_AIM OF THE TASK:_ Set down the entries once more, exactly as given.

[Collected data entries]
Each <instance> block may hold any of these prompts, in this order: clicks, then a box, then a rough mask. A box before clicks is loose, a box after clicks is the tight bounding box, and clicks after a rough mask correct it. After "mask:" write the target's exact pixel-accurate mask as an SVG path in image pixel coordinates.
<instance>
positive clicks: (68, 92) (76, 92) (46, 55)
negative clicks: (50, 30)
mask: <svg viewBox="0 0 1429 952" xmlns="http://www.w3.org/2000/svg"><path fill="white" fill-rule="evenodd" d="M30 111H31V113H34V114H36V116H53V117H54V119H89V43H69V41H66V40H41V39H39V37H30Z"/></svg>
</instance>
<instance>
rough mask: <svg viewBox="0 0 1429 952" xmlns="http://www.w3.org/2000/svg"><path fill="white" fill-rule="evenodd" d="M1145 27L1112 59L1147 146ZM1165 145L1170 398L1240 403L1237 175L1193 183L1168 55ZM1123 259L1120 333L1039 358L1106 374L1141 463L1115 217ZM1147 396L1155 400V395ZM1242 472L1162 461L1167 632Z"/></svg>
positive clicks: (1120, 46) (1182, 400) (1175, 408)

_RESULT BELOW:_
Each <instance> block may hold any of these prompts, in this order: clicks, then a box, then a rough mask. A box before clicks is loose, a box after clicks is the tight bounding box, and clicks after a rough mask correct it. After "mask:" write the target's exact pixel-accurate mask as an SVG path in image pixel coordinates.
<instance>
positive clicks: (68, 92) (76, 92) (46, 55)
negative clicks: (50, 30)
mask: <svg viewBox="0 0 1429 952" xmlns="http://www.w3.org/2000/svg"><path fill="white" fill-rule="evenodd" d="M30 111H31V113H34V114H36V116H53V117H54V119H89V43H69V41H66V40H41V39H39V37H30Z"/></svg>
</instance>
<instance>
rough mask: <svg viewBox="0 0 1429 952" xmlns="http://www.w3.org/2000/svg"><path fill="white" fill-rule="evenodd" d="M1145 27L1112 59L1147 146ZM1165 145L1170 398L1240 403L1237 175L1193 183L1168 55ZM1123 259L1120 333L1039 358L1106 374L1141 463L1115 217ZM1147 396L1155 400V395ZM1242 472L1162 461L1167 632Z"/></svg>
positive clicks: (1120, 46) (1182, 400) (1175, 408)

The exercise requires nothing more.